*** Records for the task

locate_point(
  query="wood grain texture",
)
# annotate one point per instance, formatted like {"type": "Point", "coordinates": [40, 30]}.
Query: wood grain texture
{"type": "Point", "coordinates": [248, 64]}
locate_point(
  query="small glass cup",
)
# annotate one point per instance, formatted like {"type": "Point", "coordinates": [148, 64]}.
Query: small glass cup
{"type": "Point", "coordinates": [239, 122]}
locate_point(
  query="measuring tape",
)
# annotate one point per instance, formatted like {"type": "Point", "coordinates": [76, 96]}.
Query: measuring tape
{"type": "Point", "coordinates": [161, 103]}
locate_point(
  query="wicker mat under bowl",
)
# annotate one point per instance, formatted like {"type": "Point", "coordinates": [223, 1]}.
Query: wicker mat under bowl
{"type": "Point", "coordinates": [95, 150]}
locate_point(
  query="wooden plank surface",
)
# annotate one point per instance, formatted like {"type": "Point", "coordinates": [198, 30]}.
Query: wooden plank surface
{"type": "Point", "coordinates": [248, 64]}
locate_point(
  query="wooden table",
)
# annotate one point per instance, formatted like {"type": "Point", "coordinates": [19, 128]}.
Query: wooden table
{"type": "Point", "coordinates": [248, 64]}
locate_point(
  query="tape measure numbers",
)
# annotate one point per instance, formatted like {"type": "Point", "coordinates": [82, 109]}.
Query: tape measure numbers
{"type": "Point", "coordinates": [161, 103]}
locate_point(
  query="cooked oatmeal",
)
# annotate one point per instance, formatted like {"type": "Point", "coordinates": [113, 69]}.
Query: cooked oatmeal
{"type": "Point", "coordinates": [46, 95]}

******

What you will do →
Repeat all entries. Match them exactly.

Right answer →
locate_point(
  query="wood grain texture",
)
# annotate one point per instance, formatted like {"type": "Point", "coordinates": [40, 30]}.
Query: wood grain texture
{"type": "Point", "coordinates": [248, 64]}
locate_point(
  query="small glass cup",
)
# annotate one point per instance, formatted like {"type": "Point", "coordinates": [148, 64]}.
Query: small glass cup
{"type": "Point", "coordinates": [239, 122]}
locate_point(
  query="measuring tape",
)
# annotate one point per instance, formatted like {"type": "Point", "coordinates": [76, 96]}.
Query: measuring tape
{"type": "Point", "coordinates": [161, 103]}
locate_point(
  query="wicker mat under bowl",
)
# annotate one point per instance, formatted like {"type": "Point", "coordinates": [223, 1]}.
Query: wicker mat under bowl
{"type": "Point", "coordinates": [95, 150]}
locate_point(
  query="wooden plank surface",
)
# annotate one point per instance, formatted like {"type": "Point", "coordinates": [198, 30]}.
Query: wooden plank surface
{"type": "Point", "coordinates": [248, 64]}
locate_point(
  query="wooden table",
)
# annotate one point per instance, formatted like {"type": "Point", "coordinates": [19, 128]}.
Query: wooden table
{"type": "Point", "coordinates": [248, 64]}
locate_point(
  query="tape measure numbers",
)
# annotate one point per instance, formatted like {"type": "Point", "coordinates": [82, 109]}.
Query: tape measure numbers
{"type": "Point", "coordinates": [161, 103]}
locate_point(
  query="cooked oatmeal",
)
# annotate one point per instance, formatted like {"type": "Point", "coordinates": [113, 69]}.
Query: cooked oatmeal
{"type": "Point", "coordinates": [46, 95]}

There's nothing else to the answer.